## Task goal
If a line in the data below includes the string "head", please return a copy of it.

▼

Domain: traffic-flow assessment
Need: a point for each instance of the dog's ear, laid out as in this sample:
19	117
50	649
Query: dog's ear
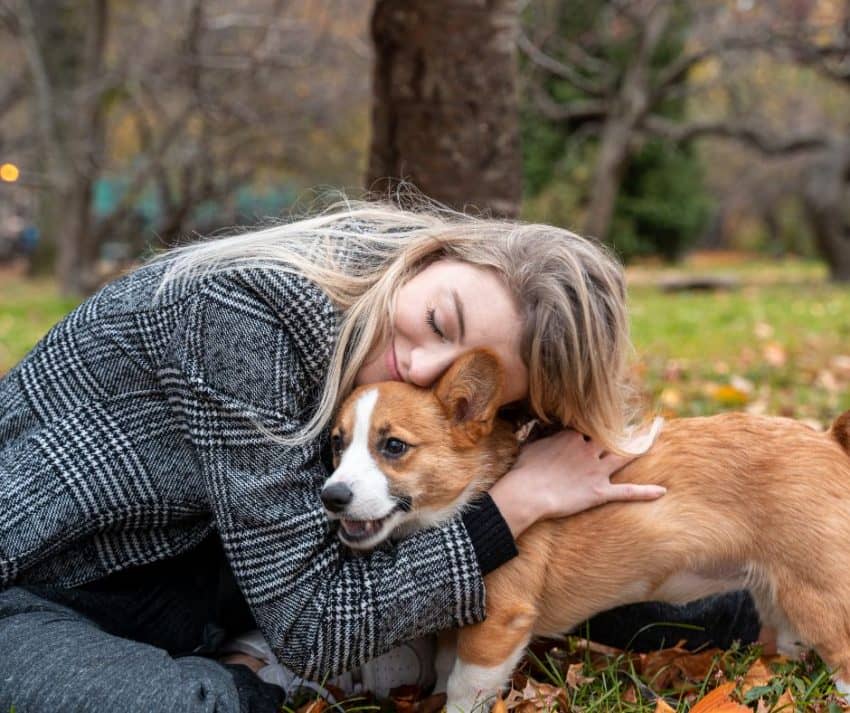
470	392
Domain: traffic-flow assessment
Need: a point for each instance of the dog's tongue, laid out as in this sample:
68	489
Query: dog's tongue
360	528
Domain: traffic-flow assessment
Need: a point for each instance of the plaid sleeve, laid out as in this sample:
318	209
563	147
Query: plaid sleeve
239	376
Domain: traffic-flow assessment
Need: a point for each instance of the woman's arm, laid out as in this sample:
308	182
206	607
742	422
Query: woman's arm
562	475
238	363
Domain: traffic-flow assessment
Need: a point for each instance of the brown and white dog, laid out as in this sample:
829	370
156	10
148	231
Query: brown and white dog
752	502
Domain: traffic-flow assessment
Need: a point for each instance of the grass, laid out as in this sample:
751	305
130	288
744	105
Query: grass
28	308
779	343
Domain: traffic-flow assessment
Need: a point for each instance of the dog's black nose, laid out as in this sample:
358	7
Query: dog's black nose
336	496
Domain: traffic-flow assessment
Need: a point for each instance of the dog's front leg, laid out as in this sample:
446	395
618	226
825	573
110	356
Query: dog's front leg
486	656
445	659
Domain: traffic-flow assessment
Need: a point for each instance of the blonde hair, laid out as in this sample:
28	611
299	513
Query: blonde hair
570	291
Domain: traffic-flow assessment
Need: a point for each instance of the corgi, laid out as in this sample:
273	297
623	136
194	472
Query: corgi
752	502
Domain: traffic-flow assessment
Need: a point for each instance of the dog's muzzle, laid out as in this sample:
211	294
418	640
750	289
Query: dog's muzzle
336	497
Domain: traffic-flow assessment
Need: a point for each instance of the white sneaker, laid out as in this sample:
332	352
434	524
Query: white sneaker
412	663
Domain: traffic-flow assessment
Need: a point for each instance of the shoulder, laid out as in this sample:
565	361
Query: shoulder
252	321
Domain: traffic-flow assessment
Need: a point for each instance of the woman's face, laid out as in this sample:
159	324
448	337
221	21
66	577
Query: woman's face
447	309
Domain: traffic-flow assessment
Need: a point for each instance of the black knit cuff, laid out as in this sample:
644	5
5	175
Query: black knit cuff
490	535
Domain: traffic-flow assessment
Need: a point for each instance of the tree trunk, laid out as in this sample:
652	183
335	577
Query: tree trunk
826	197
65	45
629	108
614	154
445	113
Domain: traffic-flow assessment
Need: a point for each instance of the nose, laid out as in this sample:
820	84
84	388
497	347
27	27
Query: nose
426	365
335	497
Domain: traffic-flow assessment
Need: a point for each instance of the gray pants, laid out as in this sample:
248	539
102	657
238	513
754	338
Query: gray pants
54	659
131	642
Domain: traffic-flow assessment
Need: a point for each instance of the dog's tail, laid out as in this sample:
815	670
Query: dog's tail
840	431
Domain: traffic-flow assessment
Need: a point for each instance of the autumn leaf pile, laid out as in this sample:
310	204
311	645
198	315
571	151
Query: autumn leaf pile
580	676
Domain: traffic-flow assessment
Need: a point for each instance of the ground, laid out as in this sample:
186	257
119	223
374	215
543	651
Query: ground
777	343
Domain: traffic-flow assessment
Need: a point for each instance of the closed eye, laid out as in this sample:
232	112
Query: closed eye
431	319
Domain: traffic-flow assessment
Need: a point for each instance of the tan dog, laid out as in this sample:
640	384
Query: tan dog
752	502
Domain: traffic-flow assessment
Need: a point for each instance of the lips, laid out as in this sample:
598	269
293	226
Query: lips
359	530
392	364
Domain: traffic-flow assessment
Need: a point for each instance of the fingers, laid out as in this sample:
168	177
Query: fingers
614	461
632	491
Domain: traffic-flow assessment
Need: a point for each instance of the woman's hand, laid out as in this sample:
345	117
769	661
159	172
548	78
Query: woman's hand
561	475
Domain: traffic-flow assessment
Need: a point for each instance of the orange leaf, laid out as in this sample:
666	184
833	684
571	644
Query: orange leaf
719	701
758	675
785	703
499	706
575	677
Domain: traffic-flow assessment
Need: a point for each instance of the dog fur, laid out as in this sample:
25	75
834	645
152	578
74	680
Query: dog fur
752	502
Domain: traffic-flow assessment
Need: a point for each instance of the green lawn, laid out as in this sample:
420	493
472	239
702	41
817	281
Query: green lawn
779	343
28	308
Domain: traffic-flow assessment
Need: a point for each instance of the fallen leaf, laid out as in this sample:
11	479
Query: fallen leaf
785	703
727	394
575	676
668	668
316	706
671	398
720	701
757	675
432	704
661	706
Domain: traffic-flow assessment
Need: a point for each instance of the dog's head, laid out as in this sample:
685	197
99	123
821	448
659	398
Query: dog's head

▲

## Problem solution
Need: a point for each instance of the dog's head, laid out as in this sample:
Query: dog's head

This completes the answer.